» **What to produce**: Each record should appear again in the response exactly as it does in the original.

» **Input data**:
*****
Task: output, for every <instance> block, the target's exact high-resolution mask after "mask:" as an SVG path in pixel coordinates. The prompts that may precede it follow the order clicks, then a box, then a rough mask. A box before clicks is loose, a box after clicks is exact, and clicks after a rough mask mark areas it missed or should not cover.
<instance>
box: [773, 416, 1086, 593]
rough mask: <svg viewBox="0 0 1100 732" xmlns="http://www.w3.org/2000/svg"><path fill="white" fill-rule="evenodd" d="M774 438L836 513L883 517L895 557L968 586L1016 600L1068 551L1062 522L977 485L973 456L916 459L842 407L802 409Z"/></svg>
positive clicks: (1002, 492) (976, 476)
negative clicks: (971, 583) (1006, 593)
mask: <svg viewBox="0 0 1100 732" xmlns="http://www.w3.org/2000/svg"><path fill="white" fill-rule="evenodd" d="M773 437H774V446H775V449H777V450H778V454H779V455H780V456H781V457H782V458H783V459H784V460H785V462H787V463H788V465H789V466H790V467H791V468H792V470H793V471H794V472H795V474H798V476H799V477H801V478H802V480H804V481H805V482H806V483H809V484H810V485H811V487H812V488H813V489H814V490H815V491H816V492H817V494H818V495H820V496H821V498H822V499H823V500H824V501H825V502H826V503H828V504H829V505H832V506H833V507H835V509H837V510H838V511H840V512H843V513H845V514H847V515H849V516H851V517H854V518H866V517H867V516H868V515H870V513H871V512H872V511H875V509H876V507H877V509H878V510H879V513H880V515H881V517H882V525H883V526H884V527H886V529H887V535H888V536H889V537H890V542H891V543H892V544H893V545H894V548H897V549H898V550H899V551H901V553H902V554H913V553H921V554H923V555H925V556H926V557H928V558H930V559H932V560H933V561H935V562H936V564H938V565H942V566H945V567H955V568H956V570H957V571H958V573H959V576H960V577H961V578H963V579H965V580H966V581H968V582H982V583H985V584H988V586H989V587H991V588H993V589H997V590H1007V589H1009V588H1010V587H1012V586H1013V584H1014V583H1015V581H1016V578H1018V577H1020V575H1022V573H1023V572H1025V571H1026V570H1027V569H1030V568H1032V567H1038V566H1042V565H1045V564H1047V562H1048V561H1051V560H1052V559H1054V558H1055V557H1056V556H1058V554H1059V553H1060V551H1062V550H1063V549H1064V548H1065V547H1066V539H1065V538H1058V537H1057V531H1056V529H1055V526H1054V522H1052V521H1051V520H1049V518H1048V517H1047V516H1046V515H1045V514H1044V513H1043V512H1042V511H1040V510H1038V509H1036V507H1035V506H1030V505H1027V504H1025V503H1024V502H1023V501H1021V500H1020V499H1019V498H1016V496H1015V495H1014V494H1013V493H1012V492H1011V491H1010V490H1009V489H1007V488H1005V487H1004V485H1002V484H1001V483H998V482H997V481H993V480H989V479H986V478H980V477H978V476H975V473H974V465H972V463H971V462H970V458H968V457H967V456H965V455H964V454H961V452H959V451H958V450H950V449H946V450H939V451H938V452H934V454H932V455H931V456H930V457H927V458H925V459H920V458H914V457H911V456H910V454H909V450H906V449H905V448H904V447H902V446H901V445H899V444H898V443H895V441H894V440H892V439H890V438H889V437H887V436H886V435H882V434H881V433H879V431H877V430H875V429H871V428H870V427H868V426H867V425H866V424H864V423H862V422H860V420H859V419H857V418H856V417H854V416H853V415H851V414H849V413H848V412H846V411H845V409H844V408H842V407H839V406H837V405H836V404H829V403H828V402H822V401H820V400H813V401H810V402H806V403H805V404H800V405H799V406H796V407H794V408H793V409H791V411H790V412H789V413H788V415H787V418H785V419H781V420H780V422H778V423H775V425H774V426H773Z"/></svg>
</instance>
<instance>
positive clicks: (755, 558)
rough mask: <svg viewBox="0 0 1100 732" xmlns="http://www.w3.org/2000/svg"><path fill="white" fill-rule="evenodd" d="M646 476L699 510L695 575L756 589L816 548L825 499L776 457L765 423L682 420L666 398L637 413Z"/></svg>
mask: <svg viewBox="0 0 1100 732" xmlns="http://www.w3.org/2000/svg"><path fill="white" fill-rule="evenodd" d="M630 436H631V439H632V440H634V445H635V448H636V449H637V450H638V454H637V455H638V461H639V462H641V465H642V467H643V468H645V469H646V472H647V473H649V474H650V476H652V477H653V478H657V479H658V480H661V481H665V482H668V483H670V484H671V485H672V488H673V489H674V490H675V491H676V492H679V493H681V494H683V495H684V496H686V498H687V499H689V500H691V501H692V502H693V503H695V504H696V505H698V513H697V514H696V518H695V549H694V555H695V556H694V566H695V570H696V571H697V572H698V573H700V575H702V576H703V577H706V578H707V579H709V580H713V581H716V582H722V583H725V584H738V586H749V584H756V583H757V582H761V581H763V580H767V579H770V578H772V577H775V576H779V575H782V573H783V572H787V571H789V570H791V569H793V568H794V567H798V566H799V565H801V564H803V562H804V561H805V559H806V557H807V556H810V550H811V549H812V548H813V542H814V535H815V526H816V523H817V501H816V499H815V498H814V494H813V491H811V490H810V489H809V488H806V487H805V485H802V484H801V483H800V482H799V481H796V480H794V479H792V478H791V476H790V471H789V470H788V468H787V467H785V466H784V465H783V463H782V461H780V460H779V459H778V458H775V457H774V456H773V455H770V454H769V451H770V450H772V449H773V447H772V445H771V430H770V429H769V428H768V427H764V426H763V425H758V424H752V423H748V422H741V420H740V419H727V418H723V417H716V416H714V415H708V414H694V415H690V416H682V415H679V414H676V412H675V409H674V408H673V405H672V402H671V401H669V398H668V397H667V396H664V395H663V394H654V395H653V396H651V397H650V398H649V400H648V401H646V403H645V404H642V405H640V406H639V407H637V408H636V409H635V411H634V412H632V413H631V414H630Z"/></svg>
*****
» **Reply to the task**:
Task: output, for every <instance> block, the target's exact high-resolution mask after "mask:" as an SVG path in pixel coordinates. The prompts that may precede it follow the order clicks, then a box, then a rough mask. A box before clicks is loose, a box after clicks is exact, and clicks after a rough mask mark areas it missed or should not cover.
<instance>
box: [773, 416, 1086, 593]
rough mask: <svg viewBox="0 0 1100 732" xmlns="http://www.w3.org/2000/svg"><path fill="white" fill-rule="evenodd" d="M774 438L836 513L883 517L895 557L968 586L1016 600L1068 551L1062 522L977 485L973 456L916 459L842 407L802 409Z"/></svg>
positive clicks: (1002, 492) (976, 476)
negative clicks: (971, 583) (1006, 593)
mask: <svg viewBox="0 0 1100 732" xmlns="http://www.w3.org/2000/svg"><path fill="white" fill-rule="evenodd" d="M773 437H774V446H775V449H777V450H778V454H779V455H780V456H781V457H782V458H783V459H784V460H785V462H787V463H788V465H789V466H790V467H791V468H792V470H793V471H794V472H795V474H798V476H799V477H801V478H802V480H804V481H805V482H806V483H809V484H810V485H811V487H812V488H813V489H814V490H815V491H816V492H817V494H818V495H820V496H821V498H822V499H823V500H824V501H825V502H826V503H828V504H829V505H832V506H833V507H835V509H837V510H838V511H840V512H843V513H845V514H847V515H849V516H851V517H854V518H866V517H867V516H868V515H870V513H871V512H872V511H875V509H876V507H877V509H878V510H879V513H880V515H881V517H882V525H883V526H884V527H886V529H887V535H888V536H889V537H890V542H891V543H892V544H893V545H894V548H897V549H898V550H899V551H901V553H902V554H913V553H921V554H923V555H925V556H926V557H928V558H930V559H932V560H933V561H935V562H936V564H938V565H942V566H945V567H955V568H956V570H957V571H958V573H959V576H960V577H961V578H963V579H965V580H966V581H968V582H982V583H985V584H988V586H989V587H991V588H993V589H997V590H1007V589H1009V588H1010V587H1012V586H1013V584H1014V583H1015V581H1016V578H1018V577H1020V575H1022V573H1023V572H1025V571H1026V570H1027V569H1030V568H1032V567H1038V566H1042V565H1045V564H1047V562H1048V561H1051V560H1052V559H1054V558H1055V557H1056V556H1058V554H1059V553H1060V551H1062V550H1063V549H1064V548H1065V547H1066V539H1065V538H1058V537H1057V531H1056V529H1055V526H1054V522H1052V521H1051V520H1049V518H1048V517H1047V516H1046V515H1045V514H1044V513H1043V512H1042V511H1040V510H1038V509H1036V507H1035V506H1030V505H1027V504H1025V503H1024V502H1023V501H1021V500H1020V499H1019V498H1016V496H1015V495H1014V494H1013V493H1012V492H1011V491H1010V490H1009V489H1007V488H1005V487H1004V485H1002V484H1001V483H998V482H997V481H993V480H989V479H986V478H980V477H978V476H975V473H974V465H972V463H971V462H970V458H968V457H967V456H965V455H964V454H961V452H959V451H958V450H950V449H946V450H939V451H938V452H934V454H932V455H931V456H930V457H927V458H925V459H920V458H914V457H911V456H910V454H909V450H906V449H905V448H904V447H902V446H901V445H899V444H898V443H895V441H894V440H892V439H890V438H889V437H887V436H886V435H882V434H881V433H879V431H877V430H875V429H871V428H870V427H868V426H867V425H866V424H864V423H862V422H860V420H859V419H857V418H856V417H854V416H853V415H851V414H849V413H848V412H846V411H845V409H844V408H842V407H839V406H837V405H836V404H829V403H828V402H822V401H820V400H813V401H810V402H806V403H805V404H800V405H799V406H796V407H794V408H793V409H791V411H790V412H789V413H788V415H787V418H785V419H781V420H780V422H778V423H775V425H774V426H773Z"/></svg>
</instance>
<instance>
positive clicks: (755, 558)
rough mask: <svg viewBox="0 0 1100 732" xmlns="http://www.w3.org/2000/svg"><path fill="white" fill-rule="evenodd" d="M646 476L699 510L695 575L756 589L816 548L825 499L776 457L765 423L682 420L666 398L637 413Z"/></svg>
mask: <svg viewBox="0 0 1100 732" xmlns="http://www.w3.org/2000/svg"><path fill="white" fill-rule="evenodd" d="M630 436H631V439H632V440H634V445H635V448H636V449H637V450H638V454H637V455H638V461H639V462H641V465H642V467H643V468H645V469H646V472H647V473H649V474H650V476H652V477H653V478H657V479H658V480H661V481H665V482H668V483H670V484H671V485H672V488H673V489H674V490H675V491H676V492H679V493H681V494H683V495H684V496H686V498H687V499H689V500H691V501H692V502H693V503H695V504H696V505H698V513H697V514H696V518H695V549H694V555H695V556H694V566H695V570H696V571H697V572H698V573H700V575H702V576H703V577H706V578H707V579H709V580H713V581H716V582H722V583H725V584H738V586H749V584H756V583H757V582H761V581H763V580H767V579H770V578H772V577H775V576H779V575H782V573H783V572H787V571H789V570H791V569H793V568H794V567H798V566H799V565H801V564H803V562H804V561H805V559H806V557H807V556H810V550H811V549H812V548H813V542H814V535H815V526H816V523H817V501H816V499H815V498H814V494H813V491H811V490H810V489H809V488H806V487H805V485H802V484H801V483H800V482H799V481H796V480H794V479H792V478H791V476H790V471H789V470H788V468H787V467H785V466H784V465H783V463H782V461H780V460H779V459H778V458H775V457H774V456H773V455H770V454H769V451H770V450H772V449H773V447H772V445H771V430H770V429H769V428H768V427H764V426H763V425H758V424H752V423H748V422H741V420H740V419H727V418H723V417H716V416H714V415H708V414H694V415H690V416H682V415H679V414H676V412H675V409H674V408H673V405H672V402H671V401H669V398H668V397H667V396H664V395H663V394H654V395H653V396H651V397H650V398H649V400H648V401H646V403H645V404H642V405H640V406H639V407H637V408H636V409H635V411H634V412H632V413H631V414H630Z"/></svg>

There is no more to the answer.